• TO DO
When you reach the entries below, transcribe each one exactly as it stands.

┏━━

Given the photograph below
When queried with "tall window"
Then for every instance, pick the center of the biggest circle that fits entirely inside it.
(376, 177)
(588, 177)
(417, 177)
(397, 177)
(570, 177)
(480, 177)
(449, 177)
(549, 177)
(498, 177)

┗━━

• RESPONSE TO THE TASK
Given the photograph below
When queried with "tall window"
Then for every instance, pick the center of the biggest circle that fits entirely inside it.
(376, 177)
(588, 177)
(417, 177)
(397, 177)
(570, 177)
(480, 177)
(449, 177)
(549, 177)
(498, 177)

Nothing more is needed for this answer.